[Opening Page text section]
In analogous art, Imes discloses inputting/receiving identifying information regarding a plurality of users ([Abstract]: a system for monitoring athletic activity; par. [0346]-[0348]: generating a combined video using segments of a single player or multiple players; par. [0205], [0232]: receiving a selection of a particular player(s) such as by manual input from a mobile app).
It would have been obvious to one with ordinary skill, in the art before the effective filing date of the invention, to modify the teachings of Miner in view of the above teachings of Imes to allow identifying multiple players to be identified for inclusion into a composite video, such as a group of golfers.
Miner in view of Imes further discloses:
an obtainer configured to obtain the plurality of images corresponding to the plurality of performers satisfying the performer condition (Miner: par. [0034] and [0044] as discussed above. Miner obtains the images for a single performer and Imes: par. [0348]: teaches obtaining images for a plurality of performers);
a generator configured to generate one image using the plurality of images obtained by the obtainer (Miner: par. [0014]: “The high resolution files also can be used to generate still images and/or composite images on demand”; par. [0052]: “the clips then can be combined in time order, for example according to time stamps from the sensor data or tag data.” Miner does not teach generating the composite image including a plurality of performers, but Imes: par. [0348]-[0349]: teaches compositing the images from the plurality of performers either in series or in split-screen); and
a transmitter configured to transmit the one image generated by the generator to the user terminal (Miner: par. [0044] and fig. 1: “The compilation system 100 then can provide a list of clips 130, compiled video 106 or other output based on the retrieved video clips 128”; par. [0012]: “For example, an individual may receive a link to a data file stored on a computer, such as a uniform resource locator (URL) for accessing a data file accessible through a server computer on a computer network”).
[Closing Page text section]
[Opening Data extract section]
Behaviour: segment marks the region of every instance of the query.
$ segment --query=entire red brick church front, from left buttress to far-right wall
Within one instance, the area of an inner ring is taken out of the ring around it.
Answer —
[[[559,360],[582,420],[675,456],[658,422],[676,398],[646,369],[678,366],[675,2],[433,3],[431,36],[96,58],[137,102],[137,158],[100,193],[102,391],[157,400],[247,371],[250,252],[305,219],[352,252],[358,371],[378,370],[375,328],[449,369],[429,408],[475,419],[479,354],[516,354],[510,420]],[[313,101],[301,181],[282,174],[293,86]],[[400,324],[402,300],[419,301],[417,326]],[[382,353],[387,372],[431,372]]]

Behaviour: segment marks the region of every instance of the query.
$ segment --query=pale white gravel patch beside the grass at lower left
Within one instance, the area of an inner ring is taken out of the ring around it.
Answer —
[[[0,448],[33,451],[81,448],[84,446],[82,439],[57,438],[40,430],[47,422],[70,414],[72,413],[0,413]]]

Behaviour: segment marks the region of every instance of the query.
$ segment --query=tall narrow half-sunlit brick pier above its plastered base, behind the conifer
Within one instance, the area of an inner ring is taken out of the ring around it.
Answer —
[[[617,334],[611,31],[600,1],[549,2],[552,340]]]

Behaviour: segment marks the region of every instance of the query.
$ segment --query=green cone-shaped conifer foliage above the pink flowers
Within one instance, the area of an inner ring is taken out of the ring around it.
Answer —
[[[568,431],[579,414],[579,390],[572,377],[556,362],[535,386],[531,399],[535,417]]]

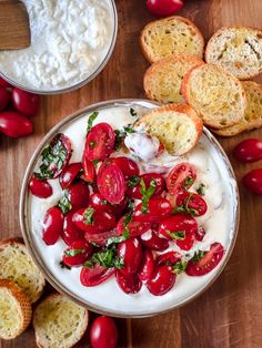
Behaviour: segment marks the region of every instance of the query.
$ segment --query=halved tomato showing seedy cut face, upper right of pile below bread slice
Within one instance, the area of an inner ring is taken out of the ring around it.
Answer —
[[[196,172],[193,165],[180,163],[171,170],[167,178],[168,191],[177,195],[180,191],[189,190],[195,181]]]

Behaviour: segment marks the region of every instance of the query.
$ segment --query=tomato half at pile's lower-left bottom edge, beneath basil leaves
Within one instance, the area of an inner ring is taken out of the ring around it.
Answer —
[[[105,268],[100,265],[95,265],[93,268],[83,267],[80,273],[80,282],[83,286],[95,286],[114,274],[114,268]]]

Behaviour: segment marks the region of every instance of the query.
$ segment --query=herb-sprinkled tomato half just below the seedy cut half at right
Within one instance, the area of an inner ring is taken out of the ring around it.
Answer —
[[[178,206],[187,207],[191,209],[195,216],[202,216],[208,211],[208,205],[200,195],[189,191],[182,191],[178,194],[177,201]]]

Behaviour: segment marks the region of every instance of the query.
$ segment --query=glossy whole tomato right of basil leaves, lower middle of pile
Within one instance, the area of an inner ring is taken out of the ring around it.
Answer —
[[[124,267],[119,269],[123,275],[130,275],[138,272],[142,260],[142,246],[139,239],[129,238],[118,245],[118,256],[123,260]]]

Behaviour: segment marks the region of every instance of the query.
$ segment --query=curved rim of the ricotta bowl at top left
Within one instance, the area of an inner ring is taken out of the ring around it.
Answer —
[[[118,37],[118,11],[117,11],[117,6],[114,3],[113,0],[108,0],[109,1],[109,6],[111,7],[112,10],[112,21],[113,21],[113,33],[112,33],[112,40],[110,43],[110,47],[108,49],[107,54],[104,55],[103,60],[101,61],[101,63],[99,64],[99,66],[92,72],[91,75],[89,75],[87,79],[77,82],[75,84],[71,85],[71,86],[66,86],[66,88],[61,88],[58,90],[36,90],[33,88],[27,86],[20,82],[17,82],[16,80],[10,79],[8,75],[6,75],[1,70],[0,70],[0,78],[4,79],[7,82],[9,82],[11,85],[19,88],[21,90],[24,90],[27,92],[30,93],[36,93],[36,94],[40,94],[40,95],[48,95],[48,94],[61,94],[61,93],[68,93],[68,92],[72,92],[74,90],[78,90],[80,88],[82,88],[83,85],[88,84],[89,82],[91,82],[94,78],[98,76],[98,74],[100,74],[100,72],[104,69],[104,66],[108,64],[115,43],[117,43],[117,37]]]

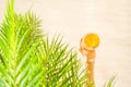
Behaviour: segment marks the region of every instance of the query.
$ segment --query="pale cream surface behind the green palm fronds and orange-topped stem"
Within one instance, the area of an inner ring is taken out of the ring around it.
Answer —
[[[5,0],[0,0],[0,21],[4,4]],[[44,30],[50,35],[61,32],[76,49],[84,34],[98,34],[97,87],[114,74],[115,87],[131,87],[131,0],[15,0],[16,12],[28,9],[43,20]]]

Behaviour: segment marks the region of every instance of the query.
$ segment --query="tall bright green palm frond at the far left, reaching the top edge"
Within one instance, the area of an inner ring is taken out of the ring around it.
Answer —
[[[14,13],[13,2],[8,2],[0,28],[0,78],[5,87],[25,87],[38,82],[43,73],[35,55],[43,40],[40,21],[32,13]]]

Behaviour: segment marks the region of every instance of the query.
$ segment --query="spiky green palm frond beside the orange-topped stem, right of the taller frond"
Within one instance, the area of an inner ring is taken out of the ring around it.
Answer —
[[[46,86],[51,87],[81,87],[85,84],[80,76],[78,53],[69,49],[57,36],[49,42],[48,36],[44,39],[44,58],[46,58]],[[86,78],[85,78],[86,79]]]

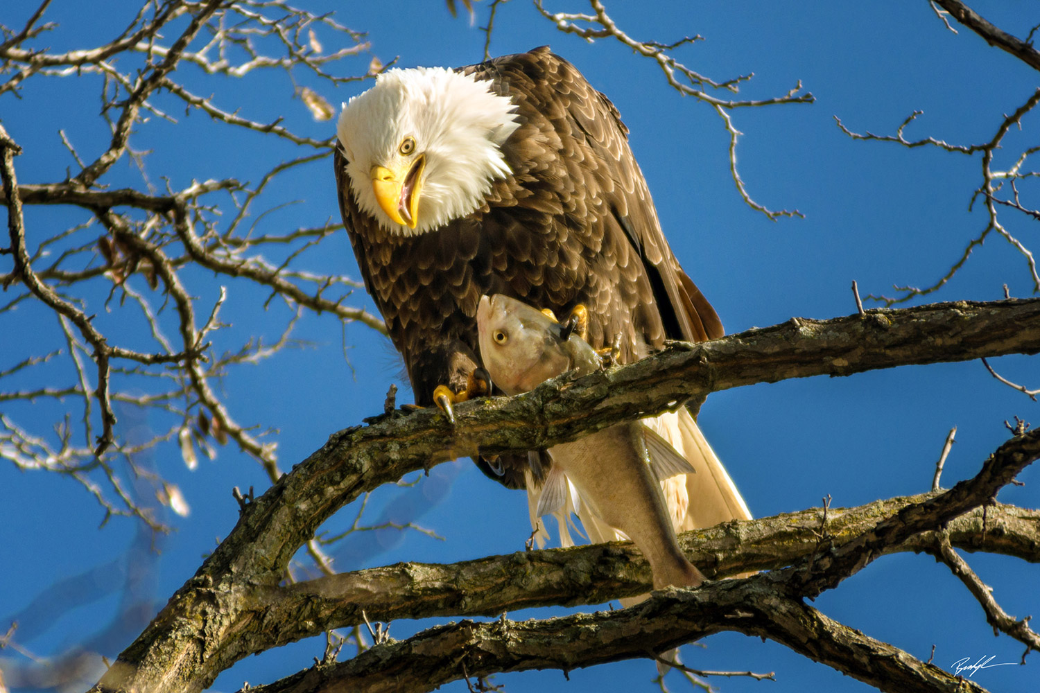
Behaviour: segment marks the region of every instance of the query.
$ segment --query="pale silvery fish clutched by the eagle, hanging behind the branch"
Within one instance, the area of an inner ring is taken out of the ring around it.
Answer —
[[[586,375],[601,367],[599,354],[574,330],[503,294],[482,296],[476,321],[484,367],[494,387],[508,395],[528,392],[567,371]],[[616,424],[550,448],[551,468],[532,514],[573,510],[592,539],[630,538],[650,564],[654,589],[697,587],[705,578],[676,538],[688,503],[677,500],[681,508],[670,508],[661,491],[662,481],[677,480],[672,486],[686,498],[686,477],[697,476],[697,469],[659,428],[654,419]],[[537,485],[531,481],[528,476],[529,495]],[[746,507],[744,512],[750,516]]]

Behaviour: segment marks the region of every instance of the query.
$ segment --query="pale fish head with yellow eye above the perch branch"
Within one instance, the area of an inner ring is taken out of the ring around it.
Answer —
[[[522,301],[482,296],[476,326],[484,368],[506,395],[532,390],[571,368],[560,324]]]

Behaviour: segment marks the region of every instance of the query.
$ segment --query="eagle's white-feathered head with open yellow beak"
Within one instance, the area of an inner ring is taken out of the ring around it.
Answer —
[[[344,104],[336,133],[358,207],[406,235],[479,209],[510,172],[500,144],[518,127],[489,87],[444,68],[395,69]]]

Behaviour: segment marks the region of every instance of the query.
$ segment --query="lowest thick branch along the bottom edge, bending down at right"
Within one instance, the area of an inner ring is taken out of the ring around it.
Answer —
[[[376,645],[353,660],[301,671],[255,693],[411,693],[470,676],[572,669],[649,657],[723,631],[770,638],[882,691],[982,691],[974,684],[778,594],[768,576],[694,591],[667,589],[620,611],[536,621],[464,620]]]

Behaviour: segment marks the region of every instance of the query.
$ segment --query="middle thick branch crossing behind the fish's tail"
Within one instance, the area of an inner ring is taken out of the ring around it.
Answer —
[[[893,498],[858,508],[830,508],[826,531],[843,544],[872,530],[880,519],[936,495]],[[777,570],[805,559],[820,547],[820,508],[731,522],[686,532],[686,556],[709,578],[752,570]],[[983,523],[986,529],[983,531]],[[952,521],[952,545],[1040,562],[1040,511],[996,504],[986,517],[977,509]],[[930,534],[886,547],[885,553],[933,552]],[[465,586],[465,589],[461,589]],[[452,564],[397,563],[342,572],[285,587],[257,590],[249,611],[262,620],[262,642],[251,649],[282,645],[371,620],[434,616],[495,616],[504,611],[550,605],[580,606],[642,594],[651,589],[650,567],[629,542],[489,556]]]

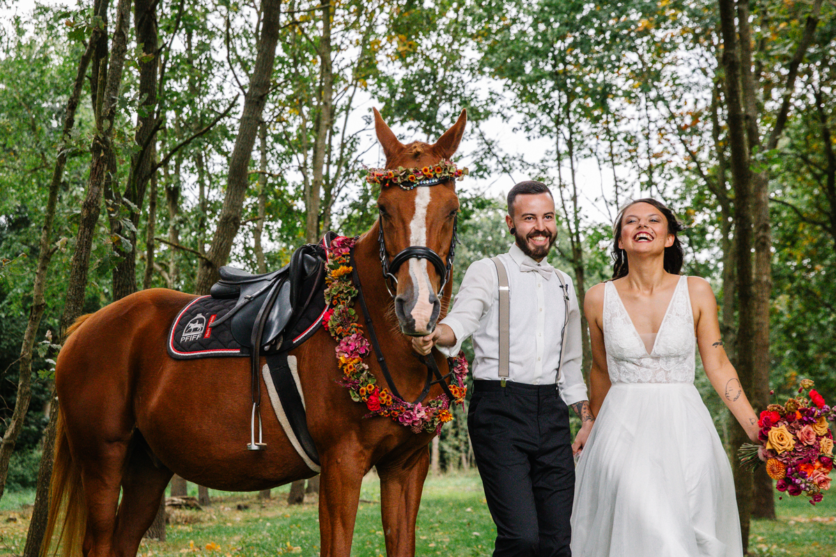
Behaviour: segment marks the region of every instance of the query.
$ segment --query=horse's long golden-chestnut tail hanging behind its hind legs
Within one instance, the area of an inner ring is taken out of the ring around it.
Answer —
[[[70,327],[69,332],[78,327],[86,316],[79,318]],[[62,557],[78,557],[84,542],[84,530],[87,528],[87,514],[84,485],[81,483],[81,468],[69,453],[69,440],[64,425],[64,416],[59,411],[58,425],[55,429],[55,456],[49,494],[49,519],[43,534],[40,557],[58,554]],[[64,519],[59,525],[59,517]],[[50,551],[56,528],[59,529],[54,552]]]

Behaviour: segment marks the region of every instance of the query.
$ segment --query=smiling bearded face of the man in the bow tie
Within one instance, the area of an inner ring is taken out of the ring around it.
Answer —
[[[522,194],[514,199],[513,216],[506,215],[509,229],[516,229],[517,246],[534,261],[548,255],[558,237],[551,195]]]

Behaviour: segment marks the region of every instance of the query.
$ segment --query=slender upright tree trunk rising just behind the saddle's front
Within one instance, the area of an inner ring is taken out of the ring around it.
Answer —
[[[307,228],[305,240],[309,244],[319,241],[319,197],[325,170],[325,154],[331,130],[334,73],[331,60],[331,7],[329,0],[322,0],[322,37],[319,38],[319,111],[314,124],[314,160],[310,188],[305,191],[305,212]]]

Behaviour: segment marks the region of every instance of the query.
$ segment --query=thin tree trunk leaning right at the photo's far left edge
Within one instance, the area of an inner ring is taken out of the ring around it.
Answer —
[[[54,254],[52,243],[53,220],[55,217],[55,206],[58,205],[58,192],[61,182],[64,180],[64,166],[67,163],[67,153],[72,140],[70,133],[75,125],[75,111],[78,109],[81,99],[81,90],[84,87],[85,73],[93,55],[93,43],[88,43],[84,54],[79,59],[79,68],[76,72],[73,92],[67,100],[67,109],[64,116],[64,128],[61,134],[61,144],[58,156],[55,160],[52,180],[49,182],[49,195],[47,206],[44,208],[43,227],[41,228],[40,241],[38,242],[38,266],[35,271],[35,279],[32,292],[32,305],[29,307],[29,319],[26,324],[26,331],[23,332],[23,343],[20,347],[18,358],[18,393],[14,403],[14,412],[11,422],[8,423],[6,433],[3,434],[3,442],[0,443],[0,499],[6,488],[8,475],[8,463],[12,458],[15,444],[18,442],[18,435],[23,428],[23,421],[29,408],[32,398],[32,357],[35,338],[38,335],[38,327],[41,324],[43,312],[46,311],[47,302],[44,291],[46,290],[47,271],[49,261]],[[60,339],[58,342],[61,342]]]

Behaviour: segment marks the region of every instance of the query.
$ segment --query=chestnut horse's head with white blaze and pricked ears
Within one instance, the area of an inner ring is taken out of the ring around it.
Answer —
[[[375,130],[386,155],[386,169],[436,169],[458,149],[466,121],[462,110],[456,124],[436,143],[402,144],[375,109]],[[418,176],[416,182],[421,184],[421,174]],[[397,285],[395,314],[400,330],[410,336],[426,335],[436,328],[441,312],[439,296],[450,278],[459,210],[455,179],[445,176],[440,182],[425,182],[436,183],[411,187],[413,183],[405,181],[403,187],[381,187],[377,200],[381,245],[385,246],[381,261],[384,272],[390,273],[388,279]]]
[Closing Data extract section]
> Your tasks
- 1) Could you quote the Miner and Imes passage, everything from "It would have" down to "group of golfers."?
- 2) What comes next in the Miner and Imes passage? Write a continuation starting after its final sentence.

> Response list
- 1)
It would have been obvious to one with ordinary skill, in the art before the effective filing date of the invention, to modify the teachings of Miner in view of the above teachings of Imes to allow identifying multiple players to be identified for inclusion into a composite video, such as a group of golfers.

- 2)
Consider claim 8, modified Miner discloses the information processing device according to claim 7, wherein the generator is configured to generate the one image by combining the plurality of images in a time series manner or by merging the plurality of images in a spatial manner (Miner: par. [0014]: “The high resolution files also can be used to generate still images and/or composite images on demand”; par. [0052]: “the clips then can be combined in time order, for example according to time stamps from the sensor data or tag data.” Miner does not teach generating the composite image including a plurality of performers, but Imes: par. [0348]-[0349]: teaches compositing the images from the plurality of performers either in series or in split-screen).
The motivation to combine references is the same as regarding claim 7.
Consider claim 10, the method is rejected based on the same rationale as the device of claim 7.
Claim 9 rejected under 35 U.S.C. 103 as being unpatentable over Miner in view of Imes, further in view of US 9454993 B1 to Lawson et al., hereinafter “Lawson”.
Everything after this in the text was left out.